Can you write what comes next in the article on bio-inspired design below, starting after its final sentence?

- [READING TEXT]
----

Nature's inspiration may help scientists find solutions to technological, biomedical or industrial challenges.

By Pete Vukusic, PhD


Dr. Vukusic is Associate Professor at the University of Exeter School of Physics in the United Kingdom. He leads a research group that specializes in Bio-Inspired Optical Design.

The biological world is laden with examples of highly functional and adapted design. Across a breadth of different animal classes, evolutionary selection pressures have led to the production of protocols and functionalities with which animals and other biological systems may be advantaged in their interaction with each other and with their surroundings.

In most cases, such sophisticated designs are a fundamental component of the systems' biological compositions. In some cases, however, they are more easily discernable as specific identifiable features of the animal or biological system.

This latter category of natural design is progressively becoming the subject of mainstream academic and commercial research and development activity. Scientists and technologists are increasingly identifying optimal biological design solutions to specific natural circumstances in individual or in a range of animal or plant species.1 Their intention is to seek inspiration from the natural world that might offer solutions to technological, biomedical or industrial challenges (Figure 1). This is the world of bio-inspiration.

Figure 1. Scientists are investigating biological systems for inspiration in technological and industrial problem-solving and design. Bio-inspiration, or biomimetics, is a rapidly growing field. Bio-inspired optical and photonic research, such as that involved in the characterization of structurally colored Lepidoptera (shown here), is particularly active.

Bio-inspired design, sometimes known as biomimetic design, has wide-ranging relevance. Many single specific biological design features, often identified and characterized by academic research, can be adapted to inspire scientists or applications engineers with the appropriate insight for exploitation and development in a technological, biomedical or industrial process or product.2 One specific invention from recent technological history exemplifies this and is often used to publicize the practice of bioinspiration. This invention is branded Velcro. The discovery of the mechanism that underpins the function of Velcro is attributed to a Swiss engineer, George de Mestral in 1941.2 Returning after a walk in the Alps with his dog, he noticed the animal's fur had collected burdock plant seeds. Closer inspection revealed the seeds had a great many small hooks on the end of their protective spikes. These had bound the seeds tightly to the loops formed by the animal's hair. This simple observation led him to recognize the opportunity of binding two synthetic surfaces by fabricating an equivalent artificial system comprising hooks and loops that could be fixed to those surfaces. It required significant effort to determine and refine the compositional materials and manufacturing processes, but his invention was patented and its commercial production soon began (Figure 2). Velcro, the trademark coined from the French words for velvet, “velour”, and hook, “crochet”, found limited success until the aerospace industry adopted it and their use of it was publicized. Since then, it has fulfilled a range of functions for various domestic, scientific, industrial and military consumers for an array of very different applications.

----

- [RECORD EXCERPTS]
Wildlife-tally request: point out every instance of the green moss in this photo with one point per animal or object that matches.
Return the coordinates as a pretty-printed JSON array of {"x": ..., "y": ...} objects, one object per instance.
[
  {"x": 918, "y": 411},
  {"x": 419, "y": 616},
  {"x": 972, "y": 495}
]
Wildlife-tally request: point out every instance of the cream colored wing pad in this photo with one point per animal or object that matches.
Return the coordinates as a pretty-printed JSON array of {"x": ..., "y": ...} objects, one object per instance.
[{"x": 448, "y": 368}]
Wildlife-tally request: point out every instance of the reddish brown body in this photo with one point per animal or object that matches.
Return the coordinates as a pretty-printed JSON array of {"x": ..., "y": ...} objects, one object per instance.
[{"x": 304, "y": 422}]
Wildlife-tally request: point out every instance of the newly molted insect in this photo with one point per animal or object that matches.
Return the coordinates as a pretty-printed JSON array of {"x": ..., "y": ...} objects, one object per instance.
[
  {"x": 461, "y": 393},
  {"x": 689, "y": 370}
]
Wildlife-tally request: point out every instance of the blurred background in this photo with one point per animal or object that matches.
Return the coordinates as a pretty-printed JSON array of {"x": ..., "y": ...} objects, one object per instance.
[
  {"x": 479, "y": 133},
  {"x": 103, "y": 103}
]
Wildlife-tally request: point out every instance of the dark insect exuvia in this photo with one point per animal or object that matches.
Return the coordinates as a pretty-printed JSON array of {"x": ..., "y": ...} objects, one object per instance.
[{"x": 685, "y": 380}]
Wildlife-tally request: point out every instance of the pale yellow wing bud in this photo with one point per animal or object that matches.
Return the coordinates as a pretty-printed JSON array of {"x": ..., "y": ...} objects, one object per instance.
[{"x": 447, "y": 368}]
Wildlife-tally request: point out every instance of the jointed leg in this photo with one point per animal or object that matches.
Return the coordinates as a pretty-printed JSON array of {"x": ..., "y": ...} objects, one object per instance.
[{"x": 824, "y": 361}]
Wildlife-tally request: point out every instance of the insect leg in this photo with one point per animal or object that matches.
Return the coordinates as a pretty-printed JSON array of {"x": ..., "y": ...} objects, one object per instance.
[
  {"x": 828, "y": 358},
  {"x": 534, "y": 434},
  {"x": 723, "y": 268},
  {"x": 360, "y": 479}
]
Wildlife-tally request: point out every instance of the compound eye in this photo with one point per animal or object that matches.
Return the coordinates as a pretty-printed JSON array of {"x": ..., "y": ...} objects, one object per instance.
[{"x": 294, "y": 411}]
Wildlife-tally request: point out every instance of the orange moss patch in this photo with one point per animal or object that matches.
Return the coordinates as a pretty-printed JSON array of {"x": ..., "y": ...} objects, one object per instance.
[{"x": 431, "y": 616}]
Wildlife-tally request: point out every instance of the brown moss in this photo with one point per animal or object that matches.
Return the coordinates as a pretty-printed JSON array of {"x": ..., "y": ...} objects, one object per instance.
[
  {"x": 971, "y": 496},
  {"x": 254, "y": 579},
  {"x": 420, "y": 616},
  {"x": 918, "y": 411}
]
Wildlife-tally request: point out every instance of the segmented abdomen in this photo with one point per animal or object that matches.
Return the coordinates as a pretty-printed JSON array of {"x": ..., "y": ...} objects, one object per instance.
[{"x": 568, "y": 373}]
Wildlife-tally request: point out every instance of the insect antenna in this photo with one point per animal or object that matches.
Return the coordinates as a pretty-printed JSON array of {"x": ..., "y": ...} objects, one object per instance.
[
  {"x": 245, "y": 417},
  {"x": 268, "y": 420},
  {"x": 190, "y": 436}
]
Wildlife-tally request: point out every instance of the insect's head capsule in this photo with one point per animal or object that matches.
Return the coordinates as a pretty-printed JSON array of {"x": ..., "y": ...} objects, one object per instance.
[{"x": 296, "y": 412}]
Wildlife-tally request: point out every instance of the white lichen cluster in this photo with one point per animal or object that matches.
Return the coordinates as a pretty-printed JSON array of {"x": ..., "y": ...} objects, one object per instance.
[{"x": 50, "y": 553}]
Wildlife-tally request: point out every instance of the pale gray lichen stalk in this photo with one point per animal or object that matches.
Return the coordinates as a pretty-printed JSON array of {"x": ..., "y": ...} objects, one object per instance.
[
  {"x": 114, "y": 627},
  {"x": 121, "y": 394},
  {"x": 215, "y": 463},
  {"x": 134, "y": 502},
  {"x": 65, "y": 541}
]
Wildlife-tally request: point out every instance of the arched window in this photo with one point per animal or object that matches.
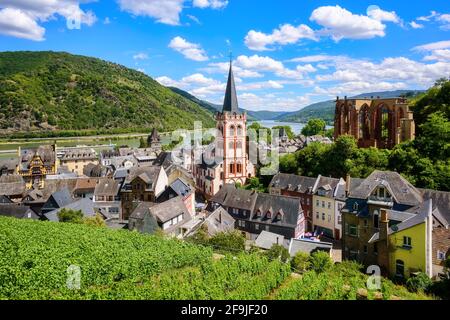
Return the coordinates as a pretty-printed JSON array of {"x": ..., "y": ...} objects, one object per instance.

----

- [OUTPUT BELOW]
Figure 2. The hook and loop structure which underpins the adhesive nature of Velcro surfaces is a commonly seen example of bio-inspired design.

Much more recently, studies of biology and the natural world have uncovered the potential for many other bio-inspired products. Among these is an adhesive tape invention, the function of which is underpinned by the principle by which geckos' feet adhere strongly to smooth surfaces. It has become known as Gecko Tape.3 The impressive surface adhesion properties exhibited by geckos, lizards known for their extraordinary climbing ability, allow them to run quickly along most surfaces, even vertical ones, with the ability to release their foot adhesion in milliseconds. This function is far superior to many conventional pressure-sensitive adhesives that comprise soft viscoelastic polymers which degrade, foul, self-adhere and attach accidentally to inappropriate surfaces. The source of gecko surface adhesion relies on the presence of microscopic branch-like fibers that cover the undersides of their feet (Figure 3). These fibers, known as setae, comprise stiff spring-like hydrophobic keratin and are self-cleaning.4 They offer an anisotropic frictional adhesion, which can be electrostatic or capillary in nature, and which rely on the presence of a directed shear load. This offers the capacity for rapid attachment and detachment and maintains performance for many months' of use, often in variable conditions.

Figure 3. The lizard G. gecko with one foot adhering to a glass plate (foreground) and setal structures of its attachment organs (background). [Scale bar: 10 μm (background image)] IMAGE COURTESY OF STANISLAV GORB ©2005 NATIONAL ACADEMY OF SCIENCES, USA

Synthetic surfaces that have been designed to function in this way and which form the Gecko Tape in question are in early stages of development through the microfabrication of dense arrays of flexible plastic pillars, the geometry of which is optimized to ensure their collective adhesion. For certain niche applications, they will offer far more efficient and appropriate adhesion properties than conventional viscoelastic polymer-based adhesives. Furthermore, they can be very highly tailored for the specificity of their intended purpose.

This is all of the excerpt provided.